+++ Text segment +++

3 Contents

Friedrich Engels

The Campaign for the German Imperial Constitution

Written: August 1849-April 1850;
First Published: Neue Rheinische Zeitung. Politisch-okonomische Revue Nos. 1, 2 and 3, 1850;
Transcription/Markup: Unknown;
Proofed: and corrected by Mark Harris, 2010.

Table of Contents

Introduction 2

I. Rhenish Prussia 6

II. Karlsruhe 19

III. The Palatinate 28

IV. To Die for the Republic! 38

3 Introduction

Introduction

Hecker, Struve, Blenker, Zitz und Blum,
Bringt die deutschen Fürsten um!

This refrain [Hecker, Struve, Blenker, Zitz and Blum, slay the German princes!– Ed.] which on every highway and in every tavern from the Palatinate to the Swiss frontier rang out on the lips of the South German “people's militia” to the well-known tune of “Surrounded by the Sea”, a mixture of chorale and barrel-organ–this refrain sums up the whole character of the “magnificent uprising for the Imperial Constitution”.[1] Here you have in two lines their great men, their ultimate aims, their admirable staunchness, their noble hatred for the “tyrants” and at the same time their entire insight into the social and political situation.

Amidst all the movements and convulsions in Germany which followed in the wake of the February Revolution and its subsequent development, the campaign for the Imperial Constitution stands out owing to its classically German character. Its occasion, its appearance, the way it conducted itself, its whole course, were through and through German. In the same way as the June days of 1848 mark the degree of the social and political development of France, so the campaign for the Imperial Constitution marks the degree of the social and political development of Germany, and especially of South Germany.

The soul of the whole movement was the class of the petty bourgeoisie, usually known as the burghers, and it is precisely in Germany, and especially in South Germany, that this class is in preponderance. It was the petty bourgeoisie which, in the “March Clubs”,[2] the democratic constitutional clubs, the patriotic clubs, the multitude of so-called democratic press, swore to the Imperial Constitution its Grutli oaths,[3] as widespread as they were innocuous, and carried on its fight against the “refractory” princes of which the only immediate result was admittedly the elevating consciousness of having fulfilled one's civic duty. It was the petty bourgeoisie, represented by the resolute and so-called extreme Left of the Frankfurt Assembly, i.e. in particular by the Stuttgart Parliament and the “Imperial Regency”,[4] which furnished the entire movement with its official leadership; lastly, the petty bourgeoisie was dominant in the local committees of the provincial diets, committees of public safety, provisional governments and constituent assemblies which in Saxony, on the Rhine and in South Germany won greater or lesser credit in the cause of the Imperial Constitution.

+++ Given entries +++

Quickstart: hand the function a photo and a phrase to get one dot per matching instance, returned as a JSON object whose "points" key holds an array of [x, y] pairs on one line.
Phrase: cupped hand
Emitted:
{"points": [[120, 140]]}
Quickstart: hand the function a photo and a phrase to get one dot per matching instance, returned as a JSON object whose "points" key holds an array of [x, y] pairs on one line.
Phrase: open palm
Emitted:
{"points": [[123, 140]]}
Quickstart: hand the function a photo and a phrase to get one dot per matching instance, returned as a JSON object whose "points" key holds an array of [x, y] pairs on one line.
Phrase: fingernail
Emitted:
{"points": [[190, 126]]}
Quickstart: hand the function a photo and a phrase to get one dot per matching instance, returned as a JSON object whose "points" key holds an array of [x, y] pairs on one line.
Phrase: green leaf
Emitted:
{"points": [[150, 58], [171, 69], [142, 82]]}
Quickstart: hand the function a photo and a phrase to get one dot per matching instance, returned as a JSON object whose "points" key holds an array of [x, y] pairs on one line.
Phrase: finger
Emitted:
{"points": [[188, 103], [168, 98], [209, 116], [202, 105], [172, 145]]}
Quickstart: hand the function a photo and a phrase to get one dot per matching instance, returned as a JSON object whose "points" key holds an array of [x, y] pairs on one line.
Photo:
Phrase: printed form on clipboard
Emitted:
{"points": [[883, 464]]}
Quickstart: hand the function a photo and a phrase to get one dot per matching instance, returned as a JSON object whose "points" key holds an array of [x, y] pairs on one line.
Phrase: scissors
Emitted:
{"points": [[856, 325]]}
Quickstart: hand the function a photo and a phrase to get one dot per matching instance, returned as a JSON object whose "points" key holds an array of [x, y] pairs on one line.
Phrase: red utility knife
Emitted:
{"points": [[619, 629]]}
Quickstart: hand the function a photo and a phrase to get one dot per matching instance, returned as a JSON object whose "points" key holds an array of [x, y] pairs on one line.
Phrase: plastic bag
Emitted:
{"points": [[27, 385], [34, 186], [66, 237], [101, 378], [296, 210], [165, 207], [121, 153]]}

+++

Tasks:
a. Write out every one of the point-labeling records above, line for line and without alteration.
b. Continue the text on the campaign for the German Imperial Constitution, beginning after its final sentence.

Results by task:
a.
Quickstart: hand the function a photo and a phrase to get one dot per matching instance, returned as a JSON object whose "points" key holds an array of [x, y] pairs on one line.
Phrase: cupped hand
Emitted:
{"points": [[120, 140]]}
Quickstart: hand the function a photo and a phrase to get one dot per matching instance, returned as a JSON object whose "points" key holds an array of [x, y] pairs on one line.
Phrase: open palm
Emitted:
{"points": [[123, 140]]}
Quickstart: hand the function a photo and a phrase to get one dot per matching instance, returned as a JSON object whose "points" key holds an array of [x, y] pairs on one line.
Phrase: fingernail
Emitted:
{"points": [[190, 126]]}
Quickstart: hand the function a photo and a phrase to get one dot per matching instance, returned as a JSON object whose "points" key holds an array of [x, y] pairs on one line.
Phrase: green leaf
Emitted:
{"points": [[150, 58], [171, 69], [142, 82]]}
Quickstart: hand the function a photo and a phrase to get one dot per matching instance, returned as a JSON object whose "points" key holds an array of [x, y] pairs on one line.
Phrase: finger
Emitted:
{"points": [[188, 103], [168, 98], [209, 116], [202, 105], [172, 145]]}
Quickstart: hand the function a photo and a phrase to get one dot per matching instance, returned as a JSON object whose "points" key holds an array of [x, y] pairs on one line.
Photo:
Phrase: printed form on clipboard
Emitted:
{"points": [[883, 464]]}
Quickstart: hand the function a photo and a phrase to get one dot per matching instance, returned as a JSON object whose "points" key holds an array of [x, y] pairs on one line.
Phrase: scissors
Emitted:
{"points": [[856, 325]]}
Quickstart: hand the function a photo and a phrase to get one dot per matching instance, returned as a JSON object whose "points" key holds an array of [x, y] pairs on one line.
Phrase: red utility knife
Emitted:
{"points": [[619, 629]]}
Quickstart: hand the function a photo and a phrase to get one dot per matching instance, returned as a JSON object whose "points" key holds an array of [x, y] pairs on one line.
Phrase: plastic bag
Emitted:
{"points": [[27, 385], [34, 186], [66, 237], [101, 378], [296, 210], [165, 207], [121, 153]]}

b.
It is most unlikely that the petty bourgeoisie, if left to its own devices, would have gone outside the legal framework of lawful, peaceful and virtuous struggle and taken up the musket and the paving-stone in place of the so-called weapons of the spirit. The history of all political movements since 1830 in Germany, as in France and England, shows that this class is invariably full of bluster and loud protestations, at times even extreme as far as talking goes, as long as it perceives no danger; faint-hearted, cautious and calculating as soon as the slightest danger approaches; aghast, alarmed and wavering as soon as the movement it provoked is seized upon and taken up seriously by other classes; treacherous to the whole movement for the sake of its petty-bourgeois existence as soon as there is any question of a struggle with weapons in hand – and in the end, as a result of its indecisiveness, more often than not cheated and ill-treated as soon as the reactionary side has achieved victory.

Standing everywhere behind the petty bourgeoisie, however, are other classes who take up the movement provoked by it and in its interest, give it a more defined and energetic character and wherever possible seek to take it over: the proletariat and a large part of the peasantry, to whom moreover the more advanced section of the petty bourgeoisie usually attaches itself for a while.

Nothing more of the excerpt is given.